Your instructions:
Reproduce every line of the data from the line with "Data-curation step: identify every tree reflection" up to and including the line with "xmin=517 ymin=372 xmax=624 ymax=427", shifting each coordinate in the bounding boxes listed under "Output:" up by 148. Leave the sample coordinates unchanged.

Image annotation data:
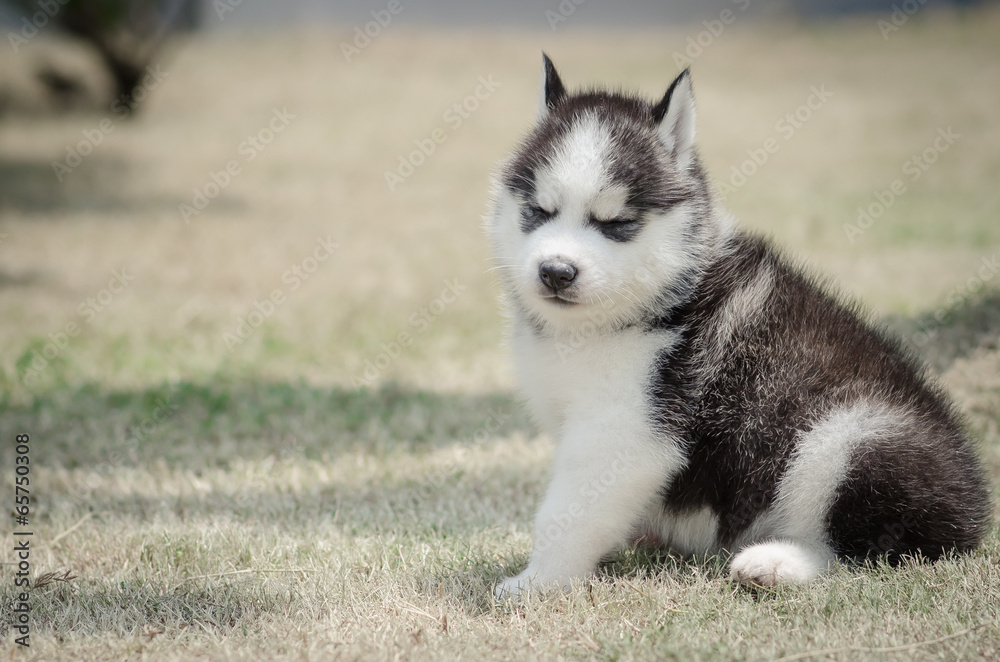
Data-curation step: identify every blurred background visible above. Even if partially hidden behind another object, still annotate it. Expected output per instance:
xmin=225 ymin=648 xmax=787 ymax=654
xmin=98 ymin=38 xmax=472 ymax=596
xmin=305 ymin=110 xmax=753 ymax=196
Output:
xmin=0 ymin=0 xmax=1000 ymax=401
xmin=0 ymin=0 xmax=1000 ymax=660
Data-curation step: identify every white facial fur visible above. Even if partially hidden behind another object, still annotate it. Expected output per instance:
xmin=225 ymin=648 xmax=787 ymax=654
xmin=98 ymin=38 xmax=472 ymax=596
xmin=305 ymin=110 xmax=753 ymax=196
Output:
xmin=488 ymin=112 xmax=694 ymax=332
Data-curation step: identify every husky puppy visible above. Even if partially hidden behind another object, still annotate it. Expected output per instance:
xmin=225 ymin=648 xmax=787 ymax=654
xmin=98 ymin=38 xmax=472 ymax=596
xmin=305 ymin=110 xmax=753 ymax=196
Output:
xmin=487 ymin=56 xmax=990 ymax=597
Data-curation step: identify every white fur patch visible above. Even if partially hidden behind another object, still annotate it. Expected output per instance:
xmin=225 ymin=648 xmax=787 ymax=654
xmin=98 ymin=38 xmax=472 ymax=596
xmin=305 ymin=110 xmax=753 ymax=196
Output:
xmin=497 ymin=327 xmax=684 ymax=597
xmin=766 ymin=401 xmax=907 ymax=544
xmin=647 ymin=503 xmax=721 ymax=556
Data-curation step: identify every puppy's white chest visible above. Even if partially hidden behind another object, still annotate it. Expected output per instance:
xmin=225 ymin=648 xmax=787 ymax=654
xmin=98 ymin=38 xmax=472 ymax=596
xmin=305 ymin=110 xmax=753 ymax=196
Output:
xmin=512 ymin=325 xmax=675 ymax=435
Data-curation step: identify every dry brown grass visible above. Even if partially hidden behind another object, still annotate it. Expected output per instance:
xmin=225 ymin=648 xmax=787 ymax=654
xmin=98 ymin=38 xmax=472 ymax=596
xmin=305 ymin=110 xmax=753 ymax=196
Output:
xmin=0 ymin=6 xmax=1000 ymax=660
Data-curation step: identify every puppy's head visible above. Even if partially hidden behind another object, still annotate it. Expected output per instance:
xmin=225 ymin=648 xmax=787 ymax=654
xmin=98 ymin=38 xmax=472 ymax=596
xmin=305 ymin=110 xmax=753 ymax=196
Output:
xmin=487 ymin=55 xmax=710 ymax=331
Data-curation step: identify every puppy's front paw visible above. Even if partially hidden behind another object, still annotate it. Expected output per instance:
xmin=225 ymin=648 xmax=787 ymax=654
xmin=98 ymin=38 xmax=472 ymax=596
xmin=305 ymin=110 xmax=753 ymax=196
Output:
xmin=730 ymin=541 xmax=831 ymax=586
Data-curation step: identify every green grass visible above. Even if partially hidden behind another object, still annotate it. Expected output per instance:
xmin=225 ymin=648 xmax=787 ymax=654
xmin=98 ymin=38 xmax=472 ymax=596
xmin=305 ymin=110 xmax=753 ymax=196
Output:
xmin=0 ymin=10 xmax=1000 ymax=660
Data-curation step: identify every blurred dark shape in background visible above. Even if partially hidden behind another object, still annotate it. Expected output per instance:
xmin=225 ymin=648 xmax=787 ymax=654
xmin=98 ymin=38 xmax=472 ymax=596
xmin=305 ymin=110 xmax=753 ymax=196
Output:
xmin=0 ymin=0 xmax=989 ymax=117
xmin=5 ymin=0 xmax=201 ymax=117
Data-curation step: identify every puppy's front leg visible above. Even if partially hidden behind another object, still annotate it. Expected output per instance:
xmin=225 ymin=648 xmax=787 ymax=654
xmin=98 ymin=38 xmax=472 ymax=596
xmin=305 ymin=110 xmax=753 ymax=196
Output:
xmin=497 ymin=414 xmax=681 ymax=598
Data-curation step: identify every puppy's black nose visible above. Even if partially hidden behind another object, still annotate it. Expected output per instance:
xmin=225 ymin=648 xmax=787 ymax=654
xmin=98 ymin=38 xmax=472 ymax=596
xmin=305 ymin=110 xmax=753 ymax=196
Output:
xmin=538 ymin=260 xmax=577 ymax=292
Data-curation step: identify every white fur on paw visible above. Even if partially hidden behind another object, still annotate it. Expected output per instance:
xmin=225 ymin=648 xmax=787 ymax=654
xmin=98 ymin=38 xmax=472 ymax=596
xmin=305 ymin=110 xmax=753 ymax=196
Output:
xmin=729 ymin=541 xmax=831 ymax=586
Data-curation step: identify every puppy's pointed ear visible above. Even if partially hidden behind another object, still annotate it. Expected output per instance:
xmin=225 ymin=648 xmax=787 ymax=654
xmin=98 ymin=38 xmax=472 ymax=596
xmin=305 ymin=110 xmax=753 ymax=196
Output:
xmin=538 ymin=53 xmax=566 ymax=122
xmin=653 ymin=69 xmax=694 ymax=170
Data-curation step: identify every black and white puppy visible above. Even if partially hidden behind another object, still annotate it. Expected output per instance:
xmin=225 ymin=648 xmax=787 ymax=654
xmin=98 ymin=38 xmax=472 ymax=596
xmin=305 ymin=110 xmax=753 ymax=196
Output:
xmin=487 ymin=57 xmax=990 ymax=596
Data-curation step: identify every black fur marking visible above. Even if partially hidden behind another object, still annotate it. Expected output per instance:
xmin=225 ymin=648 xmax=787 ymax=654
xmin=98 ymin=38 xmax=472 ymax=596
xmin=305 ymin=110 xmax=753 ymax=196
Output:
xmin=826 ymin=420 xmax=990 ymax=564
xmin=521 ymin=204 xmax=556 ymax=234
xmin=653 ymin=67 xmax=691 ymax=124
xmin=502 ymin=91 xmax=710 ymax=231
xmin=590 ymin=218 xmax=642 ymax=243
xmin=542 ymin=53 xmax=566 ymax=110
xmin=651 ymin=235 xmax=989 ymax=557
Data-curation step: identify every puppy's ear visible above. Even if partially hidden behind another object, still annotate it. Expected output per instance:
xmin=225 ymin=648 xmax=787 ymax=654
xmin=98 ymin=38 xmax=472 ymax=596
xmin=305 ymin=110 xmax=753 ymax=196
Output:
xmin=538 ymin=53 xmax=566 ymax=122
xmin=653 ymin=69 xmax=694 ymax=170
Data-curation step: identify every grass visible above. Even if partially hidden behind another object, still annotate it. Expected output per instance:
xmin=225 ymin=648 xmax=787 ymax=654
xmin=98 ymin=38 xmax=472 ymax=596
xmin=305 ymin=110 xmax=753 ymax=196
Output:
xmin=0 ymin=10 xmax=1000 ymax=660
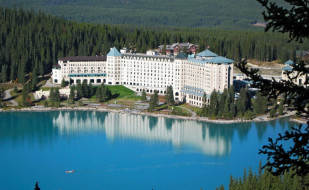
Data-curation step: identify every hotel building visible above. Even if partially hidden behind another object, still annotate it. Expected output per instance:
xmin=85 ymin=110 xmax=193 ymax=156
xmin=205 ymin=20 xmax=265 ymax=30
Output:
xmin=52 ymin=47 xmax=234 ymax=107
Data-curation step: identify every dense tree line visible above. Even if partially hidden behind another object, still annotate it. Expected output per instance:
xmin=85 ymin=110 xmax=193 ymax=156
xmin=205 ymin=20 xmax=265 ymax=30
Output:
xmin=0 ymin=8 xmax=309 ymax=83
xmin=198 ymin=86 xmax=270 ymax=119
xmin=217 ymin=163 xmax=309 ymax=190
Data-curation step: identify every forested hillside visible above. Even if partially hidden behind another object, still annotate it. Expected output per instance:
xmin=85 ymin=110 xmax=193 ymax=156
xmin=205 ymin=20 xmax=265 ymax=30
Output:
xmin=0 ymin=7 xmax=309 ymax=83
xmin=0 ymin=0 xmax=282 ymax=30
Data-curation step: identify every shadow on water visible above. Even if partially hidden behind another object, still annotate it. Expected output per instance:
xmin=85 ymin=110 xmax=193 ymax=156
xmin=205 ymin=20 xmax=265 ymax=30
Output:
xmin=0 ymin=111 xmax=290 ymax=156
xmin=149 ymin=116 xmax=158 ymax=130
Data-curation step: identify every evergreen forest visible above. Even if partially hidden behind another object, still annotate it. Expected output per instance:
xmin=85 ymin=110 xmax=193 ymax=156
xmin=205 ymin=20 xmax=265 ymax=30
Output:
xmin=0 ymin=0 xmax=284 ymax=30
xmin=217 ymin=162 xmax=309 ymax=190
xmin=0 ymin=8 xmax=309 ymax=83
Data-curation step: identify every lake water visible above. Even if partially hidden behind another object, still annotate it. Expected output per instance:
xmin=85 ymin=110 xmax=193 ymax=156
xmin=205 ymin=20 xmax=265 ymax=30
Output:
xmin=0 ymin=111 xmax=292 ymax=190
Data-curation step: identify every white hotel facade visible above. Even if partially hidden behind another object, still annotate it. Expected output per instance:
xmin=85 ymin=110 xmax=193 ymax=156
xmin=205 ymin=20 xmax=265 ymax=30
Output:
xmin=52 ymin=47 xmax=234 ymax=107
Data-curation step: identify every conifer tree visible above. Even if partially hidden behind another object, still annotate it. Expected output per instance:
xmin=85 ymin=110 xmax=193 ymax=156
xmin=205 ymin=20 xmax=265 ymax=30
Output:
xmin=201 ymin=92 xmax=208 ymax=116
xmin=252 ymin=92 xmax=268 ymax=115
xmin=208 ymin=90 xmax=219 ymax=118
xmin=148 ymin=90 xmax=159 ymax=111
xmin=218 ymin=88 xmax=228 ymax=118
xmin=88 ymin=82 xmax=94 ymax=98
xmin=61 ymin=79 xmax=67 ymax=88
xmin=76 ymin=81 xmax=83 ymax=99
xmin=1 ymin=65 xmax=8 ymax=83
xmin=237 ymin=88 xmax=251 ymax=116
xmin=165 ymin=86 xmax=175 ymax=106
xmin=31 ymin=68 xmax=38 ymax=91
xmin=141 ymin=89 xmax=147 ymax=102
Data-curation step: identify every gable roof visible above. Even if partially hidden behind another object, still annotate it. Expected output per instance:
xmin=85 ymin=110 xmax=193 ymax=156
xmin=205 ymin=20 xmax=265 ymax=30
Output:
xmin=284 ymin=60 xmax=294 ymax=65
xmin=197 ymin=49 xmax=218 ymax=57
xmin=107 ymin=47 xmax=121 ymax=56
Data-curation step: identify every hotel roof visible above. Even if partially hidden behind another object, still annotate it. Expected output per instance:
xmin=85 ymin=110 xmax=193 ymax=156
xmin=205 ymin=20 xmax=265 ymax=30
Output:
xmin=107 ymin=47 xmax=121 ymax=57
xmin=175 ymin=52 xmax=187 ymax=59
xmin=284 ymin=60 xmax=294 ymax=65
xmin=197 ymin=49 xmax=218 ymax=57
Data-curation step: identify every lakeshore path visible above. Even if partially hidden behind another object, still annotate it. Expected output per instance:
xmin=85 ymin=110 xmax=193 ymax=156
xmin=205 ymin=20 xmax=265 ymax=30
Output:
xmin=180 ymin=107 xmax=196 ymax=118
xmin=5 ymin=88 xmax=18 ymax=106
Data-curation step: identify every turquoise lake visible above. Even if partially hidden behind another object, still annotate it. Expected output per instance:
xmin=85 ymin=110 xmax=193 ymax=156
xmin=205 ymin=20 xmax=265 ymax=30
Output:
xmin=0 ymin=111 xmax=295 ymax=190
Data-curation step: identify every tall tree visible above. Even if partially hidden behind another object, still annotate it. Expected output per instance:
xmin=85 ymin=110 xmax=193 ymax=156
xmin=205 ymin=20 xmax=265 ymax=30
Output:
xmin=148 ymin=90 xmax=159 ymax=111
xmin=236 ymin=88 xmax=251 ymax=116
xmin=252 ymin=92 xmax=268 ymax=115
xmin=1 ymin=65 xmax=8 ymax=82
xmin=141 ymin=89 xmax=147 ymax=102
xmin=76 ymin=81 xmax=83 ymax=99
xmin=236 ymin=0 xmax=309 ymax=183
xmin=69 ymin=86 xmax=75 ymax=104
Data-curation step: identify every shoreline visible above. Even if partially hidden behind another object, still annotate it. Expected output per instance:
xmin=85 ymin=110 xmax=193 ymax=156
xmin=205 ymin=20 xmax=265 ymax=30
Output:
xmin=0 ymin=106 xmax=306 ymax=124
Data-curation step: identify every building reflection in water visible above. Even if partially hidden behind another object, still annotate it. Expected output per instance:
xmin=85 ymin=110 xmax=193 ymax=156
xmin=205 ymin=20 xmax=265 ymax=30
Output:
xmin=53 ymin=111 xmax=233 ymax=156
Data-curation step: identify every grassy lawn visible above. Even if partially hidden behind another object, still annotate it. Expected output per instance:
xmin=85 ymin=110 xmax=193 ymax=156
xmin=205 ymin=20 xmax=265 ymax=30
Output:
xmin=89 ymin=85 xmax=141 ymax=103
xmin=0 ymin=83 xmax=23 ymax=90
xmin=39 ymin=87 xmax=51 ymax=91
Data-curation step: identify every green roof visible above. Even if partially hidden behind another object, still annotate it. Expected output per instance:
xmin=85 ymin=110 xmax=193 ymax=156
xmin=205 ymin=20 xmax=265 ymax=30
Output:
xmin=107 ymin=47 xmax=121 ymax=57
xmin=282 ymin=64 xmax=292 ymax=71
xmin=197 ymin=49 xmax=218 ymax=57
xmin=284 ymin=60 xmax=294 ymax=65
xmin=175 ymin=52 xmax=187 ymax=59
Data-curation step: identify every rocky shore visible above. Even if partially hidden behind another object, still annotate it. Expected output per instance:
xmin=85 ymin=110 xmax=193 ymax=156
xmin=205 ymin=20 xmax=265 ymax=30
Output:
xmin=0 ymin=106 xmax=307 ymax=124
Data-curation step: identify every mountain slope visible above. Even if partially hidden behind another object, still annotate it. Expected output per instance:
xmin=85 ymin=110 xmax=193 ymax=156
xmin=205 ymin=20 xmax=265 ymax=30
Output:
xmin=0 ymin=0 xmax=278 ymax=29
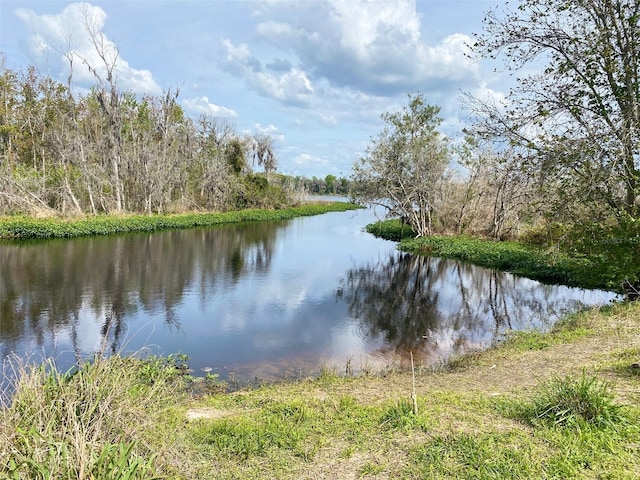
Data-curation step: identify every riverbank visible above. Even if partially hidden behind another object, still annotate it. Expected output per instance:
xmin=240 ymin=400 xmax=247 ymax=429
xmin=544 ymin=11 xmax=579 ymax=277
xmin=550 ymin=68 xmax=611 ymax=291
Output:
xmin=0 ymin=201 xmax=360 ymax=240
xmin=367 ymin=220 xmax=640 ymax=293
xmin=0 ymin=302 xmax=640 ymax=479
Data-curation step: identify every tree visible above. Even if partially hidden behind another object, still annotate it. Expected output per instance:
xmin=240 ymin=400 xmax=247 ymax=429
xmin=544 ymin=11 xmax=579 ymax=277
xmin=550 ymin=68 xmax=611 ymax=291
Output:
xmin=468 ymin=0 xmax=640 ymax=216
xmin=351 ymin=94 xmax=449 ymax=236
xmin=324 ymin=174 xmax=336 ymax=194
xmin=251 ymin=134 xmax=278 ymax=179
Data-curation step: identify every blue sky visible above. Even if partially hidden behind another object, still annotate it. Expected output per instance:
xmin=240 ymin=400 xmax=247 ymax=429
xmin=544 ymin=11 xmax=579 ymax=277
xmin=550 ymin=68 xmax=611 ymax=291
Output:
xmin=0 ymin=0 xmax=508 ymax=177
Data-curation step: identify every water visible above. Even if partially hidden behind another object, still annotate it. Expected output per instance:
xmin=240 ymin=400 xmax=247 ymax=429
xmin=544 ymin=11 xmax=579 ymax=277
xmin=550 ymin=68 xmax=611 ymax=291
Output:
xmin=0 ymin=210 xmax=614 ymax=382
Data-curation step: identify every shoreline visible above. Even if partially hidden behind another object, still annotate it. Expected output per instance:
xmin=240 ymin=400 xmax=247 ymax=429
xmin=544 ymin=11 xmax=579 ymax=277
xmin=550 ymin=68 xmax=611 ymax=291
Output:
xmin=0 ymin=201 xmax=360 ymax=241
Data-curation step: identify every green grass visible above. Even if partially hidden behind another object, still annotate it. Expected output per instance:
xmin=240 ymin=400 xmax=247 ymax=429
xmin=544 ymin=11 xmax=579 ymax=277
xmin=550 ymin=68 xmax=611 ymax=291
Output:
xmin=0 ymin=202 xmax=359 ymax=239
xmin=367 ymin=220 xmax=638 ymax=292
xmin=0 ymin=357 xmax=185 ymax=480
xmin=516 ymin=372 xmax=625 ymax=428
xmin=0 ymin=286 xmax=640 ymax=479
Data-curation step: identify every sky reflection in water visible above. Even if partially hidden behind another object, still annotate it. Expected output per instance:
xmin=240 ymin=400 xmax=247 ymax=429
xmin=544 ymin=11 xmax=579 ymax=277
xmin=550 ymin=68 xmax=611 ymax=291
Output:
xmin=0 ymin=210 xmax=614 ymax=382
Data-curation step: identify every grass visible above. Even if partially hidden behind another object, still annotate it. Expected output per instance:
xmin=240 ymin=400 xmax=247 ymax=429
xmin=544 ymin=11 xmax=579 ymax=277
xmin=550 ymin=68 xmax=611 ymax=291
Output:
xmin=367 ymin=220 xmax=638 ymax=293
xmin=0 ymin=202 xmax=359 ymax=240
xmin=0 ymin=303 xmax=640 ymax=479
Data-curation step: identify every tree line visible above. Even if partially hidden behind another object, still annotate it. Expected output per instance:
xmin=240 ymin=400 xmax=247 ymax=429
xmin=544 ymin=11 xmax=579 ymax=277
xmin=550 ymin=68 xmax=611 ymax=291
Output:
xmin=0 ymin=60 xmax=305 ymax=215
xmin=351 ymin=0 xmax=640 ymax=244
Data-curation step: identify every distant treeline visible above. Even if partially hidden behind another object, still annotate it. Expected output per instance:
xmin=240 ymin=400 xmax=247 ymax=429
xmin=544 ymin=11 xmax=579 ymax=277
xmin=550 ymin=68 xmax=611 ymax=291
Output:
xmin=0 ymin=58 xmax=349 ymax=215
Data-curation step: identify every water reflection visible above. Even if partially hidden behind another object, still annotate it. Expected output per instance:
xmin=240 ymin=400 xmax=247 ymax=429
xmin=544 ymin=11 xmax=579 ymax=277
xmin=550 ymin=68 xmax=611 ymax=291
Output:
xmin=0 ymin=210 xmax=613 ymax=381
xmin=0 ymin=222 xmax=287 ymax=368
xmin=338 ymin=253 xmax=613 ymax=364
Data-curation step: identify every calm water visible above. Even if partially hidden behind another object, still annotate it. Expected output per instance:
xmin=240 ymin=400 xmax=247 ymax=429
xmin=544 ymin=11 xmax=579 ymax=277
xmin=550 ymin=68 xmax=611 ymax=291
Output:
xmin=0 ymin=210 xmax=614 ymax=382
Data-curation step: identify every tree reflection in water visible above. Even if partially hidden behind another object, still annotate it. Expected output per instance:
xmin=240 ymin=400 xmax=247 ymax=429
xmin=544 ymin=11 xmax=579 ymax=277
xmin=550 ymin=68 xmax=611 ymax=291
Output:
xmin=338 ymin=252 xmax=604 ymax=364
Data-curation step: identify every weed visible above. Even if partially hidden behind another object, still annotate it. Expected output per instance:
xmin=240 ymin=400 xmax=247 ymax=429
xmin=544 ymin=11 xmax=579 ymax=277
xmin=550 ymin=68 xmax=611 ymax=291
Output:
xmin=517 ymin=372 xmax=624 ymax=427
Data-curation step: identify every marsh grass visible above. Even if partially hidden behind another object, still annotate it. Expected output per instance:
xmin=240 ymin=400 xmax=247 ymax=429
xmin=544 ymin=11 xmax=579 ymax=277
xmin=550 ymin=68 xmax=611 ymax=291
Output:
xmin=366 ymin=220 xmax=638 ymax=293
xmin=0 ymin=356 xmax=185 ymax=480
xmin=0 ymin=202 xmax=359 ymax=240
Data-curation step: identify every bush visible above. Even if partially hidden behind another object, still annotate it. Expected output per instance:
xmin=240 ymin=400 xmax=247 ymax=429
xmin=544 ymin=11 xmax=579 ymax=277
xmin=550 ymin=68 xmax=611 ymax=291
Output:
xmin=516 ymin=372 xmax=623 ymax=427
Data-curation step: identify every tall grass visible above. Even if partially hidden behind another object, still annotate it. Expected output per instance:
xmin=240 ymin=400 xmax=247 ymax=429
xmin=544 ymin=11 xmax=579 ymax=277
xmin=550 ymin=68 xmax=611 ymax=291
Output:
xmin=0 ymin=356 xmax=182 ymax=480
xmin=0 ymin=202 xmax=359 ymax=239
xmin=516 ymin=372 xmax=624 ymax=427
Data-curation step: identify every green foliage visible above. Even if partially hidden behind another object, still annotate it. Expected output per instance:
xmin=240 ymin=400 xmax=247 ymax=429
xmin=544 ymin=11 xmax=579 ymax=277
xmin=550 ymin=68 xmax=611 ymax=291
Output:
xmin=365 ymin=219 xmax=416 ymax=242
xmin=405 ymin=432 xmax=544 ymax=480
xmin=0 ymin=202 xmax=358 ymax=239
xmin=388 ymin=230 xmax=626 ymax=291
xmin=380 ymin=399 xmax=427 ymax=431
xmin=0 ymin=356 xmax=182 ymax=480
xmin=516 ymin=372 xmax=625 ymax=427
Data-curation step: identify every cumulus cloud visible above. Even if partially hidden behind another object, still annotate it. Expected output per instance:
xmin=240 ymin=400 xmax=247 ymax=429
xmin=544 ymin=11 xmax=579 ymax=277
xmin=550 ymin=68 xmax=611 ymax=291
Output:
xmin=253 ymin=123 xmax=286 ymax=142
xmin=15 ymin=3 xmax=162 ymax=94
xmin=222 ymin=39 xmax=313 ymax=105
xmin=250 ymin=0 xmax=479 ymax=95
xmin=183 ymin=96 xmax=238 ymax=118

Answer to this task:
Data-curation step: identify every tree reflection in water visible above. Even if partially hidden behind another object, still annotate it. Expected output per instance:
xmin=240 ymin=400 xmax=247 ymax=429
xmin=544 ymin=11 xmax=579 ymax=277
xmin=550 ymin=68 xmax=611 ymax=291
Output:
xmin=486 ymin=400 xmax=752 ymax=512
Data-curation step: identify every weed visible above. Even if partially hidden behind another object, still annotate it. Expected output per instance:
xmin=240 ymin=400 xmax=247 ymax=429
xmin=544 ymin=11 xmax=579 ymax=277
xmin=550 ymin=68 xmax=611 ymax=291
Output:
xmin=665 ymin=520 xmax=772 ymax=575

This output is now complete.